### Document excerpt
This section describes the Louvain algorithm in the Neo4j Graph Algorithms library.
The Louvain method of community detection is an algorithm for detecting communities in networks. It maximizes a modularity score for each community, where the modularity quantifies the quality of an assignment of nodes to communities by evaluating how much more densely connected the nodes within a community are, compared to how connected they would be in a random network.
The Louvain algorithm is one of the fastest modularity-based algorithms, and works well with large graphs. It also reveals a hierarchy of communities at different scales, which can be useful for understanding the global functioning of a network.
The "Louvain algorithm" was proposed in 2008 by authors from the University of Louvain.
The method consists of repeated application of two steps. The first step is a "greedy" assignment of nodes to communities, favoring local optimizations of modularity. The second step is the definition of a new coarse-grained network, based on the communities found in the first step. These two steps are repeated until no further modularity-increasing reassignments of communities are possible.
The algorithm is initialized with each node in its own community.
In the first stage we iterate through each of the nodes in the network. We take each node, remove it from its current community and replace it in the community of ones of its neighbors. We compute the modularity change for each of the node’s neighbors. If none of these modularity changes are positive, the node stays in its current community. If some of the modularity changes are positive, the node moves into the community where the modularity change is most positive. Ties are resolved arbitrarily. We repeat this process for each node until one pass through all nodes yields no community assignment changes.
######
• [Requirement a] Write out the passage on the Louvain algorithm from "The Louvain algorithm is" up to and including "its own community.".
### Material to process
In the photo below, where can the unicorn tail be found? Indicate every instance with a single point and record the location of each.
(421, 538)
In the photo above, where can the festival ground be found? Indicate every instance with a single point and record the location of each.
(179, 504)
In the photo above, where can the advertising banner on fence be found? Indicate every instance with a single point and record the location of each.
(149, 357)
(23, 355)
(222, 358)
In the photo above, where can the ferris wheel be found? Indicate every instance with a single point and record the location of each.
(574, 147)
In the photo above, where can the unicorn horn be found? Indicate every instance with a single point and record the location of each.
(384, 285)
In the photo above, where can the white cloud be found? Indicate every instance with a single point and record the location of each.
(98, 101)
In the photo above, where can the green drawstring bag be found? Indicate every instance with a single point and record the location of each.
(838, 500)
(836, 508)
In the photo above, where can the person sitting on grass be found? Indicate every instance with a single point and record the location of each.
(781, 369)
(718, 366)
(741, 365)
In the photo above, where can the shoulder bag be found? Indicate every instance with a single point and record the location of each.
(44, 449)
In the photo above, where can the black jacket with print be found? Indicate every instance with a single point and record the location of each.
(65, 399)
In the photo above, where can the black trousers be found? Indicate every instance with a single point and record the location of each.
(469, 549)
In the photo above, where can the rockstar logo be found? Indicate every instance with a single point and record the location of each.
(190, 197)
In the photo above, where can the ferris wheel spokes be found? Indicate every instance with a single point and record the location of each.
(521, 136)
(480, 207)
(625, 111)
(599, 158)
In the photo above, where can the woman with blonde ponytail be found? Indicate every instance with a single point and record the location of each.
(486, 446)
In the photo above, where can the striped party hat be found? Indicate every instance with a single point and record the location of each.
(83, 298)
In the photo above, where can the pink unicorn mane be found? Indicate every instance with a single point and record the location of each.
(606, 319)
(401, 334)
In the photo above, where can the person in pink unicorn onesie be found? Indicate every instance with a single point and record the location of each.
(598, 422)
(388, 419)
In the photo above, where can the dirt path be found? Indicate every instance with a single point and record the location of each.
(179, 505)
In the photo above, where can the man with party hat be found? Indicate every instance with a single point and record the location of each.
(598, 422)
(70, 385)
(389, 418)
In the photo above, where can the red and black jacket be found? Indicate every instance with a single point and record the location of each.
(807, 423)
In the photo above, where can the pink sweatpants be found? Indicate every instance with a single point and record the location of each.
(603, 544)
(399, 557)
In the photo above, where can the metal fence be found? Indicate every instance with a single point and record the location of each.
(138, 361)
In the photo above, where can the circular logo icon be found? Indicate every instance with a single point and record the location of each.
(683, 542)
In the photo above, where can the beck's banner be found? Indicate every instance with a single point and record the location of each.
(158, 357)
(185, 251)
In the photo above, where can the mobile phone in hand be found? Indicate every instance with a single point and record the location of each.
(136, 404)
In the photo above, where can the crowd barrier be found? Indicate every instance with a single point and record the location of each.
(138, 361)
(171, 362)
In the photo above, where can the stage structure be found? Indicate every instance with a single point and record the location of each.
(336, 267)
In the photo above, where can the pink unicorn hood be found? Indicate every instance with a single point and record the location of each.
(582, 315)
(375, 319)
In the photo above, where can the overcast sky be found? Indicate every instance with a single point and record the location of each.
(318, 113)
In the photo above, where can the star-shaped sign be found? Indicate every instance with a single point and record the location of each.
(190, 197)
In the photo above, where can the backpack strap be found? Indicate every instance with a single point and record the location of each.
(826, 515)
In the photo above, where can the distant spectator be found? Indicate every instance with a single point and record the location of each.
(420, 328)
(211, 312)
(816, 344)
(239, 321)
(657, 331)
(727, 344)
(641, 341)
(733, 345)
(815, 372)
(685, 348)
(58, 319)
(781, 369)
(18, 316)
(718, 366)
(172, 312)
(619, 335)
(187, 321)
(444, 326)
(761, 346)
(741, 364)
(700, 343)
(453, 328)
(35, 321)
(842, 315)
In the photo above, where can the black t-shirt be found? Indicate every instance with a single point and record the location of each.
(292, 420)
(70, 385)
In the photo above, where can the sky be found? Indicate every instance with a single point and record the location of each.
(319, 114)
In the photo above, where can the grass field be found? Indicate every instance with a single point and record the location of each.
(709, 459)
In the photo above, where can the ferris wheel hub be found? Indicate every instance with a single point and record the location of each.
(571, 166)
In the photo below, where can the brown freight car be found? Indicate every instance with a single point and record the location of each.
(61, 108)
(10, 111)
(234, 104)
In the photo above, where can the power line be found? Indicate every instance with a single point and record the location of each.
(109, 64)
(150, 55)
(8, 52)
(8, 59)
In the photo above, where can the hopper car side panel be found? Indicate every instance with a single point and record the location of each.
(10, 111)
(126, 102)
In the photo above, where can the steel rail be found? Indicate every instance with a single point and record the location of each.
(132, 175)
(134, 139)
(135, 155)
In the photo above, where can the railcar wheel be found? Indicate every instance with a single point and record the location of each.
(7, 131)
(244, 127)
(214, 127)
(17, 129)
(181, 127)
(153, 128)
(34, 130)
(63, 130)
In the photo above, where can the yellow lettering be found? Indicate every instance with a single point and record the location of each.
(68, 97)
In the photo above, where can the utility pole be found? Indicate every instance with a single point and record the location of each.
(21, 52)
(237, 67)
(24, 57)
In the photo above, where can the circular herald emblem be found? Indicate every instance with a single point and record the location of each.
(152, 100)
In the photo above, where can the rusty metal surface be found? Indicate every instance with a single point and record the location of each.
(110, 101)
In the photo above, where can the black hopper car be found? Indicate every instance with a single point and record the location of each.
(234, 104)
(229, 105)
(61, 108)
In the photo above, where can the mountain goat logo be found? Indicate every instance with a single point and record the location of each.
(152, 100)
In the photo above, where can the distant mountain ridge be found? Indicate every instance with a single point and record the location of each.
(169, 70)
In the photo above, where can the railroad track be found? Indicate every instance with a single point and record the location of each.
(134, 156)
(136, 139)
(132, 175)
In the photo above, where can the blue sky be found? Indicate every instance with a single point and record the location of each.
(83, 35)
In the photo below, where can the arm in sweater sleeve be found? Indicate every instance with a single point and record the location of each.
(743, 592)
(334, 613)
######
• [Requirement b] Count how many lines of the records contain the string "hopper", treating uppercase and lowercase as different, and give only the number.

• [Written response a]
The Louvain algorithm is one of the fastest modularity-based algorithms, and works well with large graphs. It also reveals a hierarchy of communities at different scales, which can be useful for understanding the global functioning of a network.
The "Louvain algorithm" was proposed in 2008 by authors from the University of Louvain.
The method consists of repeated application of two steps. The first step is a "greedy" assignment of nodes to communities, favoring local optimizations of modularity. The second step is the definition of a new coarse-grained network, based on the communities found in the first step. These two steps are repeated until no further modularity-increasing reassignments of communities are possible.
The algorithm is initialized with each node in its own community.

• [Written response b] 2